Intanto, però, finirete sotto processo. 
«Sembra un paradosso, ma è così: io e Tommy, il comandante, saremo processati per aver salvato 59 persone. Provate un attimo a riflettere a pensare a quanto sia assurdo tutto questo». 

Lei avrebbe potuto godere dell’immunità parlamentare.
«Sono salito a bordo della Alex da volontario di Mediterranea, non solo nella mia veste di parlamentare, per questo ho deciso di rinunciare alle mie prerogative. Non vedo perché dovrei lasciare solo a Tommy l’onere di affrontare le conseguenze delle nostre azioni. E poi l’immunità è uno strumento importante di tutela dell’equilibrio tra i poteri dello Stato, non bisogna mai abusarne per scappare dai processi come ha fatto il ministro dell’Interno. Io rivendico e difendo la scelta di avere salvato 59 vite e lo farò anche davanti ai giudici. Sono sicuro di avere agito nel rispetto della legge e della nostra Costituzione e ho piena fiducia nella giustizia».

Sui social è partita una campagna d’odio significativa nei suoi confronti.
«La maggior parte delle schifezze che sono state scritte provengono da profili falsi. C’è una grande macchina dell’odio pagata coi soldi dei cittadini e organizzata direttamente dal Ministro dell’Interno che serve a intimidire le persone e ad alimentare un clima di violenza di cui pagheremo presto le conseguenze. Denuncerò tutti coloro che hanno pubblicato o prodotto contenuti diffamatori. A partire dal ministro Salvini che ci ha chiamati trafficanti. I soldi dei risarcimenti andranno a Mediterranea, penso che compreremo una nuova nave. Riusciremo a far diventare Salvini il più grande finanziatore delle Ong».
- - -
- [Consegna a]: Cambia "stack of spools" in "pile of spools" nelle righe dell'elenco che vanno dall'inizio fino alla riga con "[[338, 272, 474, 361], [317, 221, 378, 260]]" compresa. Riporta soltanto queste righe e lascia invariato tutto il resto.
- - -
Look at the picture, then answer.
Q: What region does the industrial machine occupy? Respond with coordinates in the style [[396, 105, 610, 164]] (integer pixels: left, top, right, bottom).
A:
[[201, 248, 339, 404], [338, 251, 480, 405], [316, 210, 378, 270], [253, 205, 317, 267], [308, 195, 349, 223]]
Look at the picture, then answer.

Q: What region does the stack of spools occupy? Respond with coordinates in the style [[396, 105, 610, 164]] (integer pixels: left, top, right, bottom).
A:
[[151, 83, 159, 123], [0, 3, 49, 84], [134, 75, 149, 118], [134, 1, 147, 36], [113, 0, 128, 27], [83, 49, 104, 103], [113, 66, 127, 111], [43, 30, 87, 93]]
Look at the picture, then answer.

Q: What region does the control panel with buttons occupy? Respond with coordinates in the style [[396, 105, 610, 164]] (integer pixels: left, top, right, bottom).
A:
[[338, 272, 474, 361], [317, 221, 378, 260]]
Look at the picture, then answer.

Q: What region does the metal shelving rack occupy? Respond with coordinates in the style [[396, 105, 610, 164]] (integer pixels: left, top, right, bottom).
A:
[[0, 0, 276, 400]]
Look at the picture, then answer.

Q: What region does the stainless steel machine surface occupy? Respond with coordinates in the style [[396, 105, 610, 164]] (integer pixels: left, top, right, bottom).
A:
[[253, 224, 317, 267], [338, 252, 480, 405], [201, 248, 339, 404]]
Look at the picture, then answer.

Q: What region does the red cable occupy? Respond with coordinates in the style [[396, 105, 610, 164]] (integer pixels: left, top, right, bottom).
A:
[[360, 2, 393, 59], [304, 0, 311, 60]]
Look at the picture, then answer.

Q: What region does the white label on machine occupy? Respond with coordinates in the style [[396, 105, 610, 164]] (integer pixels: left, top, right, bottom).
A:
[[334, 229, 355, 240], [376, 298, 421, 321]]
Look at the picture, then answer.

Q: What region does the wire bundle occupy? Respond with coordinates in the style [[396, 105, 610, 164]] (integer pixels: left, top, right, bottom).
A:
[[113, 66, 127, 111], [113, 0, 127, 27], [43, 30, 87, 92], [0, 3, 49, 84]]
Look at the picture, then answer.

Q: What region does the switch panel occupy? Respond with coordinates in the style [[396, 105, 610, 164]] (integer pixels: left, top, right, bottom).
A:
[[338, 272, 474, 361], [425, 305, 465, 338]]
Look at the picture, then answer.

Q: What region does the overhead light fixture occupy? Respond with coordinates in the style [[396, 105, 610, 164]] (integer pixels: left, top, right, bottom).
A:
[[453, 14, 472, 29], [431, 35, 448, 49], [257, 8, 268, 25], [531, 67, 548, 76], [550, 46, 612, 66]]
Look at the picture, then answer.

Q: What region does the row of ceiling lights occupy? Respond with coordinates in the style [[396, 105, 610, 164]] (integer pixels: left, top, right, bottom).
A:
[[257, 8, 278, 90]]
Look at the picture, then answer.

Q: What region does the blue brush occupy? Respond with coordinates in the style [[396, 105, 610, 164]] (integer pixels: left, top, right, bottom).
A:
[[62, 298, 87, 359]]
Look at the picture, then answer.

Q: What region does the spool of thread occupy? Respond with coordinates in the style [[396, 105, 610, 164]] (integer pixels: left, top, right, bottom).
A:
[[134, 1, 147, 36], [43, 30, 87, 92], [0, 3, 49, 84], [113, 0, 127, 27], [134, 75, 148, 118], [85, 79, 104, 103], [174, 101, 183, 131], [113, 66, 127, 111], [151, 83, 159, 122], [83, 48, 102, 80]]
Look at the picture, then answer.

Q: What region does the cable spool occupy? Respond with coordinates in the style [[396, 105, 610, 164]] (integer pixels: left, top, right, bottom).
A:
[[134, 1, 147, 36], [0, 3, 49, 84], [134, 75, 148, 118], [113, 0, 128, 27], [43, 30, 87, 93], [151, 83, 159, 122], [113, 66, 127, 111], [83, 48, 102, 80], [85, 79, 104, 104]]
- - -
- [Consegna b]: Trascrivi senza modifiche il passo del documento da "Intanto, però, finirete" fino a "godere dell’immunità parlamentare." compreso.

- [Soluzione svolta a]:
Look at the picture, then answer.
Q: What region does the industrial machine occupy? Respond with coordinates in the style [[396, 105, 610, 164]] (integer pixels: left, top, right, bottom).
A:
[[201, 248, 339, 404], [338, 251, 480, 405], [316, 210, 378, 270], [253, 205, 317, 267], [308, 195, 349, 223]]
Look at the picture, then answer.

Q: What region does the pile of spools occupy? Respond with coordinates in the style [[396, 105, 610, 164]] (integer pixels: left, top, right, bottom).
A:
[[151, 83, 159, 123], [0, 3, 49, 84], [134, 75, 149, 118], [134, 1, 147, 36], [113, 0, 128, 27], [83, 49, 104, 103], [113, 66, 127, 111], [43, 30, 87, 93]]
Look at the picture, then answer.

Q: What region does the control panel with buttons occupy? Respond with coordinates in the style [[396, 105, 610, 164]] (integer pixels: left, top, right, bottom).
A:
[[338, 272, 474, 361], [317, 221, 378, 260]]

- [Soluzione svolta b]:
Intanto, però, finirete sotto processo. 
«Sembra un paradosso, ma è così: io e Tommy, il comandante, saremo processati per aver salvato 59 persone. Provate un attimo a riflettere a pensare a quanto sia assurdo tutto questo». 

Lei avrebbe potuto godere dell’immunità parlamentare.